# My Yellow Sweater



## Daisy Mae (Dec 7, 2012)

Had some yellow mystery fiber--well probably acrylic. Decided it was time to make a sweater on my LK140. I've done lots of hand knitting and have played around on the KM enough to get a handle on it. So I knitted my swatch, did the measuring, then drew a sketch of what I was after, did some calculating and this is the result! It fits perfectly. Now let's see what will happen next on that machine!


----------



## zookeeper1 (Feb 26, 2013)

I love the bright pretty yellow color and your use of a simple tasteful design. Great Job.


----------



## Ann DeGray (May 11, 2011)

Daisy Mae said:


> Had some yellow mystery fiber--well probably acrylic. Decided it was time to make a sweater on my LK140. I've done lots of hand knitting and have played around on the KM enough to get a handle on it. So I knitted my swatch, did the measuring, then drew a sketch of what I was after, did some calculating and this is the result! It fits perfectly. Now let's see what will happen next on that machine!


Very nice!


----------



## sallygl (Aug 12, 2011)

Very nicely done. :thumbup:


----------



## Jeanie L (Sep 27, 2011)

very pretty..


----------



## Dlclose (Jun 26, 2011)

It's beautiful! Nice job!


----------



## Moira Palmer (Mar 7, 2012)

Love the colour and the lace detail - well done! Moira


----------



## soneka (Feb 8, 2011)

Very nice design, very "classic". Nice color, too


----------



## Deb-Babbles (Mar 4, 2011)

Very Beautiful.


----------



## Di-an (Feb 18, 2013)

That is so nice.


----------



## bwtyer (Oct 31, 2012)

Very well done! I have the Ultimate sweater machine, still new in the box ( have had it for 10 years or so) - this makes me want to take it out and try machine knitting.


----------



## mtnmama67 (Dec 16, 2011)

Thanks for sharing!Really like the simplicity of your design...different than the usual!!


----------



## CeliaAgnus (Jun 22, 2013)

Has anyone knitted with Bond Ultimate Sweater Machine. I WOULD LIKE TO TRY ONE 
I know myself and don't want to spend a lot and place it in the closet.
Celia hovering.


----------



## grandday (Apr 15, 2011)

Love the color and its great work.


----------



## Dlclose (Jun 26, 2011)

Is there a pattern we could hand knit? I'd LOVe it if there is!


----------



## Jazzanne (Jun 30, 2013)

That is beautiful, well done you!


----------



## Daisy Mae (Dec 7, 2012)

Hi:
I've roughly written the directions for my knitting machine and did this after the fact, but there are no handknit instructions. I did measure a handknit sweater to get the right dimensions and borrowed the little lace pattern from a book on knitting lacy socks on a circular knitting machine.


----------



## Dlclose (Jun 26, 2011)

Daisy Mae said:


> Hi:
> I've roughly written the directions for my knitting machine and did this after the fact, but there are no handknit instructions. I did measure a handknit sweater to get the right dimensions and borrowed the little lace pattern from a book on knitting lacy socks on a circular knitting machine.

» **Excerpted data**:
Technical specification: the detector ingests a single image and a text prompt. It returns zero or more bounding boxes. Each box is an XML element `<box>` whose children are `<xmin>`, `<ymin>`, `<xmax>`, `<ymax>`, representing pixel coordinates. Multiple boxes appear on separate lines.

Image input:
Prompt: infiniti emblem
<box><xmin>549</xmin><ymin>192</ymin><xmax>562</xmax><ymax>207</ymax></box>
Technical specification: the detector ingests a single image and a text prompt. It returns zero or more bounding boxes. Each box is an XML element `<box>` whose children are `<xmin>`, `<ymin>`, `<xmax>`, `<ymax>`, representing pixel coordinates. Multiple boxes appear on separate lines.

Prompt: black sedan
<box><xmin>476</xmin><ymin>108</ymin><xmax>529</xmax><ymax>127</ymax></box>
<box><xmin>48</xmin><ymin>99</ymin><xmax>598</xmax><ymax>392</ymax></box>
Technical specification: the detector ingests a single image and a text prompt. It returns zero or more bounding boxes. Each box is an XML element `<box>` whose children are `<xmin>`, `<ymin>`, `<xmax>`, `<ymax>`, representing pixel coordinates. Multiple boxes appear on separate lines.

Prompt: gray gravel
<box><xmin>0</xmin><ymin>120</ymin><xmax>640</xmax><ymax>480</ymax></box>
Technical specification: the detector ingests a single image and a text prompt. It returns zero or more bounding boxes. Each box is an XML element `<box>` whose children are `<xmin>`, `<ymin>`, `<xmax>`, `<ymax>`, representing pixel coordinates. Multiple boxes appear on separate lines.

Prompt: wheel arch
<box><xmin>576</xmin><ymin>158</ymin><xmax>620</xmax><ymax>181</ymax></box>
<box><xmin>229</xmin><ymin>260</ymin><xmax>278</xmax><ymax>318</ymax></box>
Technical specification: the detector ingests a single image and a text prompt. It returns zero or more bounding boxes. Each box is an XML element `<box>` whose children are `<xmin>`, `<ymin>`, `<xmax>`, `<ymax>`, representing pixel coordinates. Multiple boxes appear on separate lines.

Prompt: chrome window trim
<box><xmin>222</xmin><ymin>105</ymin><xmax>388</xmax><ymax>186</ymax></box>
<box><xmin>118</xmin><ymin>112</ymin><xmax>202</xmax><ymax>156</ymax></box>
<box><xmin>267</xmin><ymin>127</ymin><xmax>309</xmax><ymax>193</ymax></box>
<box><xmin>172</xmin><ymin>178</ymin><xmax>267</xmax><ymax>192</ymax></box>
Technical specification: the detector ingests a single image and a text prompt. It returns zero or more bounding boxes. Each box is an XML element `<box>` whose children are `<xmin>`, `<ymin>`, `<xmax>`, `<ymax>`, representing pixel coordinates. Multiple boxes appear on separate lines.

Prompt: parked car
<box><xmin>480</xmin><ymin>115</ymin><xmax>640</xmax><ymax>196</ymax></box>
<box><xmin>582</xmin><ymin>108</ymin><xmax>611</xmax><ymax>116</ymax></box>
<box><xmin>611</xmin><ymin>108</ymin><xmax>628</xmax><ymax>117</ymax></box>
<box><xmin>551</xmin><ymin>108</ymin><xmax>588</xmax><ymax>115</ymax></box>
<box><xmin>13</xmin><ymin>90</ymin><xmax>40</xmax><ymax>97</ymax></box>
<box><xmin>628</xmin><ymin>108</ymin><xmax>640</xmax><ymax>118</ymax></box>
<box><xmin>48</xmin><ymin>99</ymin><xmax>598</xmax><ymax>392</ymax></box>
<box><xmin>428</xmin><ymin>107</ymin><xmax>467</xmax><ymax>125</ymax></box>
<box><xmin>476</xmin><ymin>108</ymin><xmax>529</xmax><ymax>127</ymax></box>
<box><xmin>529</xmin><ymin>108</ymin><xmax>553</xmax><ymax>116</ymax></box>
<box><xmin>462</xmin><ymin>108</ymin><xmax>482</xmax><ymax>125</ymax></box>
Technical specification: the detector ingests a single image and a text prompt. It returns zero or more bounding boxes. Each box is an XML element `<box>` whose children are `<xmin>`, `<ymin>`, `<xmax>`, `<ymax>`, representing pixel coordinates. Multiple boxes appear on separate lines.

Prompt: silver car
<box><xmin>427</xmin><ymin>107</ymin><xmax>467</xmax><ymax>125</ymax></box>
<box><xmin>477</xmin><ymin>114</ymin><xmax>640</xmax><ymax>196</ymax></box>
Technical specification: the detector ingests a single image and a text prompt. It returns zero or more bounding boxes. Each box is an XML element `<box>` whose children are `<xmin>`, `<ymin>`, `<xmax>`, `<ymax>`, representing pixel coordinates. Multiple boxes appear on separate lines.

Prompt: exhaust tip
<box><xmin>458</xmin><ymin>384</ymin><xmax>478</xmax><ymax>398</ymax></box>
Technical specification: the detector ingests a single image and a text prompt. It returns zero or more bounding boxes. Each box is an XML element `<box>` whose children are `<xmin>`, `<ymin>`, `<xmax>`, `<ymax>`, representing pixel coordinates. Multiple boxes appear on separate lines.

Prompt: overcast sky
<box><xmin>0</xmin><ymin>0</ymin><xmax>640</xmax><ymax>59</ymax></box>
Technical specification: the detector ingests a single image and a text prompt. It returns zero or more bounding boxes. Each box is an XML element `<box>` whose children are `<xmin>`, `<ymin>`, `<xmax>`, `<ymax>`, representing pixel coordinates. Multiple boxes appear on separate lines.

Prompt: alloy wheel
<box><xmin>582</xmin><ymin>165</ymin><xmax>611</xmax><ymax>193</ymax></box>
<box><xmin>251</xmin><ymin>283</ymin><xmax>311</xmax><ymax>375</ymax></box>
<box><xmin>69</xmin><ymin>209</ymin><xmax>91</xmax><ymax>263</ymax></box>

» **Required actions**:
**A)** Summarize the yellow sweater thread in two sentences.
**B)** In the yellow sweater thread, rewrite everything from "## Di-an (Feb" down to "try machine knitting.", changing "box" to "closet".
**C)** In the yellow sweater thread, where did Daisy Mae get the little lace pattern?

» **Set of answers**:
**A)** Daisy Mae made a sweater on her LK140 from yellow mystery fiber, probably acrylic, by knitting a swatch, measuring, sketching and calculating, and it fits perfectly. Other members praised its color and design, and when one asked for a hand-knit pattern, she said there were no handknit instructions, only her rough machine directions, and that the little lace pattern came from a book on knitting lacy socks on a circular knitting machine.

**B)**
## Di-an (Feb 18, 2013)

That is so nice.


----------



## bwtyer (Oct 31, 2012)

Very well done! I have the Ultimate sweater machine, still new in the closet ( have had it for 10 years or so) - this makes me want to take it out and try machine knitting.

**C)** From a book on knitting lacy socks on a circular knitting machine.